Source data:
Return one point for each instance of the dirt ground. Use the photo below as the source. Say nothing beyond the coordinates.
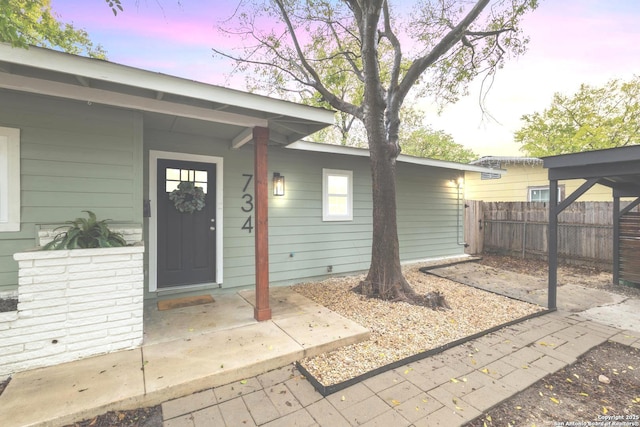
(575, 395)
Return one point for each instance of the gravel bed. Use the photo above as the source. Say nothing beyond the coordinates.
(399, 330)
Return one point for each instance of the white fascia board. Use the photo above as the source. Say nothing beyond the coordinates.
(99, 96)
(121, 74)
(363, 152)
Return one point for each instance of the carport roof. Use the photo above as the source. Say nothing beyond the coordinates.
(617, 168)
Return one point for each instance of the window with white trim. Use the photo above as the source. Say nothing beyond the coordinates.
(337, 195)
(541, 194)
(9, 179)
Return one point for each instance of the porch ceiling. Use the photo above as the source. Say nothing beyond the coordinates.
(168, 103)
(617, 168)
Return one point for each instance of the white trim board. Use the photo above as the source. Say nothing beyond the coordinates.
(153, 220)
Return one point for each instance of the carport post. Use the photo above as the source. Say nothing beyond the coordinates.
(262, 311)
(553, 244)
(616, 239)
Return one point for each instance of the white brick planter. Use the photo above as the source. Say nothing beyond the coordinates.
(73, 304)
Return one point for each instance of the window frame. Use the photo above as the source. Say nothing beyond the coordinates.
(545, 187)
(326, 215)
(9, 179)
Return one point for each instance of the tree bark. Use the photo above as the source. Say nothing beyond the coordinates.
(385, 279)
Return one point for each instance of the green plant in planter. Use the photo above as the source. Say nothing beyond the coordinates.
(86, 233)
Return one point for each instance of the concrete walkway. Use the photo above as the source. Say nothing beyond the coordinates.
(201, 347)
(449, 389)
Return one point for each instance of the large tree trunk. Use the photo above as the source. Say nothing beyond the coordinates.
(385, 279)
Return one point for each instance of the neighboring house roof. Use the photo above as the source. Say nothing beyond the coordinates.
(363, 152)
(491, 160)
(168, 102)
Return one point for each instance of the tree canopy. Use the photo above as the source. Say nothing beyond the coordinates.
(591, 119)
(32, 22)
(439, 145)
(389, 49)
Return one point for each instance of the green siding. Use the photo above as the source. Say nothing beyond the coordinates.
(74, 157)
(301, 245)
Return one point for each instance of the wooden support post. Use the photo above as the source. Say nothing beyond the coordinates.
(262, 311)
(552, 251)
(616, 239)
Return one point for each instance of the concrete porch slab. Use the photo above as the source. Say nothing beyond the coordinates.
(58, 395)
(188, 350)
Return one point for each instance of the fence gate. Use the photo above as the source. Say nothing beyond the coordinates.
(630, 247)
(473, 224)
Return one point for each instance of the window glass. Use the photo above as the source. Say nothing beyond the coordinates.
(175, 176)
(337, 195)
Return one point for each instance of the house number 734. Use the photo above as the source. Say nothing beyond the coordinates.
(247, 206)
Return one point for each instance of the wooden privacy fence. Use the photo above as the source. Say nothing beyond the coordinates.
(585, 230)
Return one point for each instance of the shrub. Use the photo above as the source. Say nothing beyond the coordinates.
(86, 233)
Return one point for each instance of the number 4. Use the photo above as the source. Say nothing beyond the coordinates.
(247, 225)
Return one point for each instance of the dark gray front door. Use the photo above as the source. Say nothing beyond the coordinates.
(186, 241)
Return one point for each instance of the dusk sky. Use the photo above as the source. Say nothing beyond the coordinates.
(572, 42)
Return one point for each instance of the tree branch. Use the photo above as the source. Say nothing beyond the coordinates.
(316, 82)
(446, 43)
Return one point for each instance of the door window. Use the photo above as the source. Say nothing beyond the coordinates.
(176, 176)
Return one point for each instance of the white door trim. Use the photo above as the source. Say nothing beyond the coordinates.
(153, 220)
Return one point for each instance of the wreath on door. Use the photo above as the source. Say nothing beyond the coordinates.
(187, 198)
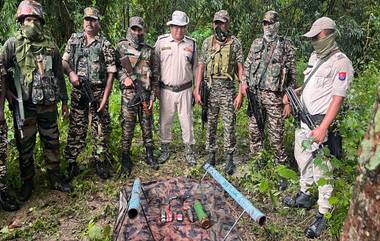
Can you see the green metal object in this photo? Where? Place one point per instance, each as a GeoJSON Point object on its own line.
{"type": "Point", "coordinates": [201, 215]}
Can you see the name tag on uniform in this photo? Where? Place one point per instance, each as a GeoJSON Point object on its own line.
{"type": "Point", "coordinates": [342, 76]}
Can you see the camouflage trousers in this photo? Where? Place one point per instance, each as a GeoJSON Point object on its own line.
{"type": "Point", "coordinates": [3, 155]}
{"type": "Point", "coordinates": [41, 118]}
{"type": "Point", "coordinates": [221, 99]}
{"type": "Point", "coordinates": [271, 103]}
{"type": "Point", "coordinates": [128, 122]}
{"type": "Point", "coordinates": [81, 117]}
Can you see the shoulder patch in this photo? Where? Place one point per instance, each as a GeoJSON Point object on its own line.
{"type": "Point", "coordinates": [342, 76]}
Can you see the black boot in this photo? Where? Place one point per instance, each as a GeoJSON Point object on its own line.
{"type": "Point", "coordinates": [73, 170]}
{"type": "Point", "coordinates": [26, 190]}
{"type": "Point", "coordinates": [150, 158]}
{"type": "Point", "coordinates": [316, 227]}
{"type": "Point", "coordinates": [102, 170]}
{"type": "Point", "coordinates": [126, 164]}
{"type": "Point", "coordinates": [301, 200]}
{"type": "Point", "coordinates": [230, 166]}
{"type": "Point", "coordinates": [7, 202]}
{"type": "Point", "coordinates": [211, 158]}
{"type": "Point", "coordinates": [58, 181]}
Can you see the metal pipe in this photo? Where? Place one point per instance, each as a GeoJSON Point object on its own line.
{"type": "Point", "coordinates": [134, 201]}
{"type": "Point", "coordinates": [255, 214]}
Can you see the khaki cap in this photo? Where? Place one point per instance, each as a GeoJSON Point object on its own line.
{"type": "Point", "coordinates": [319, 25]}
{"type": "Point", "coordinates": [271, 17]}
{"type": "Point", "coordinates": [222, 16]}
{"type": "Point", "coordinates": [91, 12]}
{"type": "Point", "coordinates": [136, 22]}
{"type": "Point", "coordinates": [179, 18]}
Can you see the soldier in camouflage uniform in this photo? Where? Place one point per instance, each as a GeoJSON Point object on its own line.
{"type": "Point", "coordinates": [269, 69]}
{"type": "Point", "coordinates": [6, 201]}
{"type": "Point", "coordinates": [89, 56]}
{"type": "Point", "coordinates": [220, 60]}
{"type": "Point", "coordinates": [38, 82]}
{"type": "Point", "coordinates": [135, 62]}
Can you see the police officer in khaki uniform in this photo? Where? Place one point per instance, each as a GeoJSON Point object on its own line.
{"type": "Point", "coordinates": [135, 63]}
{"type": "Point", "coordinates": [327, 78]}
{"type": "Point", "coordinates": [174, 66]}
{"type": "Point", "coordinates": [90, 58]}
{"type": "Point", "coordinates": [220, 60]}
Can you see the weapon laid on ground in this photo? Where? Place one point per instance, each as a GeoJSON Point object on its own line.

* AIM OF THE TASK
Please output every line of the material above as a numbered list, leaving out blank lines and the pictures.

* RESPONSE FOR THIS EXERCISE
1. Return one point for each instance of the dirt ground. Use the photo below as the source. Say nothing beyond the coordinates.
2. (575, 395)
3. Return one point for each instance of the gravel bed. Use the photo above as the source. Say nothing beyond the coordinates.
4. (399, 330)
5. Return one point for each instance of the white fascia board. Use the photo above as the source. Say nothing beyond the coordinates.
6. (99, 96)
7. (121, 74)
8. (363, 152)
9. Return one point for each instance of the carport roof. Use the photo above as the source. Say nothing beyond the coordinates.
10. (617, 168)
11. Return one point for each instance of the window with white trim. Use the photo above as the source. Say nothing beyond the coordinates.
12. (337, 195)
13. (541, 194)
14. (9, 179)
15. Return one point for each instance of the porch ceiling. Use the photo above as the source. Say nothing beyond the coordinates.
16. (168, 103)
17. (617, 168)
18. Return one point for each instance of the white trim board. Use the photo above as the source. Say nothing beyond the coordinates.
19. (153, 220)
20. Return one point for each instance of the carport post. Use the photo above as the source. Say nothing beyond the coordinates.
21. (262, 311)
22. (553, 244)
23. (616, 239)
24. Return one point for each instance of the white brick planter. Use the photo above as the source. Say nothing beyond the coordinates.
25. (73, 304)
26. Return one point for each instance of the window frame. Use the photo above as the source. Say nothing beyond the coordinates.
27. (545, 187)
28. (326, 215)
29. (9, 179)
30. Return one point for each instance of the tree bark. Use the photo above as the source. Say nothing beyond the coordinates.
31. (385, 279)
32. Return one point for each instance of the green plant in planter. Use the photo above as the source. Say nothing beyond the coordinates.
33. (86, 233)
34. Return one point for each instance of the concrete walkway. Use the photo above as the source. Say nothing beyond the coordinates.
35. (201, 347)
36. (449, 389)
37. Return one point for each instance of the large tree trunk. Use the photo above as the source. Say nothing beyond the coordinates.
38. (385, 279)
39. Return one point for each instance of the neighboring house roof. Use the photo above as the source. Say nothing beyond the coordinates.
40. (363, 152)
41. (491, 160)
42. (168, 102)
43. Return one point for each instance of the tree canopy. Use the photo above as the source. Say nothing beyond the coordinates.
44. (591, 119)
45. (32, 22)
46. (439, 145)
47. (389, 49)
48. Return one point for each instance of the green siding. Use the photo above as the source. Say nothing beyond the coordinates.
49. (74, 157)
50. (301, 245)
51. Return one point for each instance of the wooden support post. Use the photo above as the source. Say nothing beyond the coordinates.
52. (262, 311)
53. (552, 251)
54. (616, 239)
55. Return one point for each instance of the concrete porch slab. Use the photo above as the source. Say nothing beyond the coordinates.
56. (58, 395)
57. (188, 350)
58. Return one point for each instance of the fence gate. Use the photo above as the source. Say nothing beyond the coordinates.
59. (630, 247)
60. (473, 224)
61. Return one point for each instance of the window glass. Use the photo above as the source. Say nothing beyond the coordinates.
62. (175, 176)
63. (337, 195)
64. Return one point for each instance of the house number 734. Use the photo above as the source. Say nothing beyond the coordinates.
65. (247, 206)
66. Return one point for each instance of the wooden privacy fence. Use the photo above as the source. Say nothing beyond the coordinates.
67. (585, 230)
68. Return one point for each instance of the shrub. Use the photo above as the source. Say nothing beyond the coordinates.
69. (86, 233)
70. Return one point for each instance of the number 4. Use the photo above as the source. Say nothing beyond the coordinates.
71. (247, 225)
72. Return one point for each instance of the dark gray front door. Use the photo above as the source. Say nothing beyond the coordinates.
73. (186, 241)
74. Return one point for each instance of the dusk sky. Use the photo above as the source. Say nothing beyond the coordinates.
75. (572, 42)
76. Return one point for each instance of the tree branch. Use the photo above as the source. Say nothing beyond the coordinates.
77. (316, 82)
78. (446, 43)
79. Return one point for each instance of the door window. Use the photo above as the source. Say nothing beyond the coordinates.
80. (176, 176)
81. Return one point for each instance of the white door trim. Use the photo above as the source. Say nothing beyond the coordinates.
82. (153, 220)
83. Return one point for each instance of the wreath on door. Use the photo above as the source. Say nothing beyond the coordinates.
84. (187, 198)
85. Can you see the green metal object in this photo? Where? Place one point per instance, each as a GeoJSON Point object on its own line.
86. {"type": "Point", "coordinates": [201, 215]}
87. Can you see the name tag on uniform in this photo? Where? Place one point per instance, each as a GeoJSON Point object on its own line.
88. {"type": "Point", "coordinates": [342, 76]}
89. Can you see the camouflage trousers in this photo? Where? Place one point per instance, each as a GeoJSON Point object on its own line.
90. {"type": "Point", "coordinates": [3, 155]}
91. {"type": "Point", "coordinates": [41, 118]}
92. {"type": "Point", "coordinates": [221, 99]}
93. {"type": "Point", "coordinates": [271, 103]}
94. {"type": "Point", "coordinates": [128, 122]}
95. {"type": "Point", "coordinates": [81, 117]}
96. Can you see the shoulder patch in this photo? Where? Place one point per instance, each as a GeoJSON Point object on its own line.
97. {"type": "Point", "coordinates": [342, 76]}
98. Can you see the black boot in this photo? Where? Place one point per instance, each as a GeoJSON Point object on its own line.
99. {"type": "Point", "coordinates": [73, 170]}
100. {"type": "Point", "coordinates": [26, 190]}
101. {"type": "Point", "coordinates": [150, 158]}
102. {"type": "Point", "coordinates": [316, 227]}
103. {"type": "Point", "coordinates": [102, 170]}
104. {"type": "Point", "coordinates": [126, 164]}
105. {"type": "Point", "coordinates": [301, 200]}
106. {"type": "Point", "coordinates": [230, 166]}
107. {"type": "Point", "coordinates": [7, 202]}
108. {"type": "Point", "coordinates": [211, 158]}
109. {"type": "Point", "coordinates": [58, 181]}
110. Can you see the metal pipe in this photo? Where? Place one point per instance, each as a GeoJSON Point object on its own line.
111. {"type": "Point", "coordinates": [134, 201]}
112. {"type": "Point", "coordinates": [255, 214]}
113. Can you see the khaki cap in this photo? Where? Place one point per instance, each as a GeoJSON Point object on its own line.
114. {"type": "Point", "coordinates": [319, 25]}
115. {"type": "Point", "coordinates": [271, 17]}
116. {"type": "Point", "coordinates": [222, 16]}
117. {"type": "Point", "coordinates": [91, 12]}
118. {"type": "Point", "coordinates": [136, 22]}
119. {"type": "Point", "coordinates": [179, 18]}
120. Can you see the soldier in camouflage uniform in this photo? Where? Place one point per instance, each as a GeoJSON Point object on its own line.
121. {"type": "Point", "coordinates": [269, 69]}
122. {"type": "Point", "coordinates": [6, 201]}
123. {"type": "Point", "coordinates": [89, 56]}
124. {"type": "Point", "coordinates": [220, 60]}
125. {"type": "Point", "coordinates": [38, 82]}
126. {"type": "Point", "coordinates": [135, 62]}
127. Can you see the police officer in khaki uniform in this photo? Where? Place one point per instance, each as a GeoJSON Point object on its own line.
128. {"type": "Point", "coordinates": [135, 63]}
129. {"type": "Point", "coordinates": [327, 78]}
130. {"type": "Point", "coordinates": [174, 66]}
131. {"type": "Point", "coordinates": [90, 58]}
132. {"type": "Point", "coordinates": [220, 60]}
133. Can you see the weapon laid on ground in this photo? Where? Place one point per instance, each as a GeoJSON Point object on its own line.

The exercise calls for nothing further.